Objective:
Continue the glossary of building and drainage terms from its last entry, adding further definitions in the same style.

BUILDING PERMIT: A permit issued by the City for the construction, erection or alteration of a structure or building.
BULKHEAD: A retaining wall that protects property along water.
BULLETIN 70: “Frequency Distributions and Hydroclimatic Characteristics of Heavy Rainstorms in Illinois” by Floyd Huff and James Angel of the Illinois State Water Survey (1989).
BYPASS FLOWS: Stormwater runoff or groundwater from upstream properties tributary to a property’s drainage system but not under its control.
COE: The United States Army Corps of Engineers.
CHANNEL: Any river, stream, creek, brook, branch, natural or artificial depression, ponded area, flowage, slough, ditch, conduit, culvert, gully, ravine, wash, or natural or manmade drainageway, which has a definite bed and bank or shoreline, in or into which surface water, groundwater, effluent, or industrial discharges flow either perennially or intermittently.

Data listing:
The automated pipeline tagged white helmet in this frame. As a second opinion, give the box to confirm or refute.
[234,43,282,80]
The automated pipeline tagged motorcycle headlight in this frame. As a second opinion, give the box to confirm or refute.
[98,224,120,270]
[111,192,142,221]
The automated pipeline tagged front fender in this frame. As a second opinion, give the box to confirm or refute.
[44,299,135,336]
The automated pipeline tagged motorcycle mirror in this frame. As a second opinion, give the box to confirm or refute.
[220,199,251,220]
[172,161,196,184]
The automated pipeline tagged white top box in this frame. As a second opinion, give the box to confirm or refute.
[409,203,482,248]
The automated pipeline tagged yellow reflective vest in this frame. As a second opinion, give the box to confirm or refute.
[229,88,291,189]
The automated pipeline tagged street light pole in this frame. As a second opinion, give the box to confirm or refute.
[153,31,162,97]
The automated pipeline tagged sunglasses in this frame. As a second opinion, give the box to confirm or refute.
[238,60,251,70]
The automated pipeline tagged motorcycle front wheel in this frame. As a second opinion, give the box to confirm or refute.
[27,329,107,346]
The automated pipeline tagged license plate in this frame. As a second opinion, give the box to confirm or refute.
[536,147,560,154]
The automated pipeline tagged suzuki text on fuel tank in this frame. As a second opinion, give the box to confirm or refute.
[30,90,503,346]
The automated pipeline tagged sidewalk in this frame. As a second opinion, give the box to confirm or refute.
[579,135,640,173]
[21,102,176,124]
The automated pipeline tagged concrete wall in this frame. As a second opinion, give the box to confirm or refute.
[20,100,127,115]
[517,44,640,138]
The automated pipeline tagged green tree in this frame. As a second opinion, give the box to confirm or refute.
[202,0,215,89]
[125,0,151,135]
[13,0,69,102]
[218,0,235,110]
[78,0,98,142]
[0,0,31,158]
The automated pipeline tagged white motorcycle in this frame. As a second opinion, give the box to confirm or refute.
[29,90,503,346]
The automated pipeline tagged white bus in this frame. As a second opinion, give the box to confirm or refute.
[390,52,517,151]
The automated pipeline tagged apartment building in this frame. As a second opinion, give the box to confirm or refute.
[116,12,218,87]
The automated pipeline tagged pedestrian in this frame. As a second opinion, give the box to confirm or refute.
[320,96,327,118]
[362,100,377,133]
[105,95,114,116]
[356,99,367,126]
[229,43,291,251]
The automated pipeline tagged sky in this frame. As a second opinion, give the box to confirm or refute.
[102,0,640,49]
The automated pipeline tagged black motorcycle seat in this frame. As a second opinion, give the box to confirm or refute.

Answer to the problem:
CHANNEL MODIFICATION: Alteration of a channel by changing the physical dimensions or materials of its bed or banks. CHANNEL MODIFICATION includes damming, riprapping (or other armoring), widening, deepening, straightening, relocating, lining, and significant removal of bottom or woody rooted vegetation, but does not include the clearing of debris or removal of trash or dredging to previously documented thalweg elevations and side slopes.
CHANNELIZATION: A severe form of channel modification involving a significant change in the channel cross-section and typically involving relocation of the existing channel (e.g., straightening).
CITY: The City of Watseka, Iroquois County, Illinois.
CLEARING: Any activity which removes vegetative ground cover.
COMMERCIAL: Sale of goods to the public at large where the traffic generated warrants construction of site improvements.
COMMERCIAL REDEVELOPMENT: Development on a parcel upon which the existing condition is buildings, parking lots and infrastructure associated with commercial activities. Additions to existing buildings and new impervious surfaces added after the effective date hereof are specifically excluded from this definition.
COMMUNITY: The City of Watseka.
COMPENSATORY STORAGE: An excavated, hydrologically and hydraulically equivalent volume of storage created to offset the loss of existing flood storage.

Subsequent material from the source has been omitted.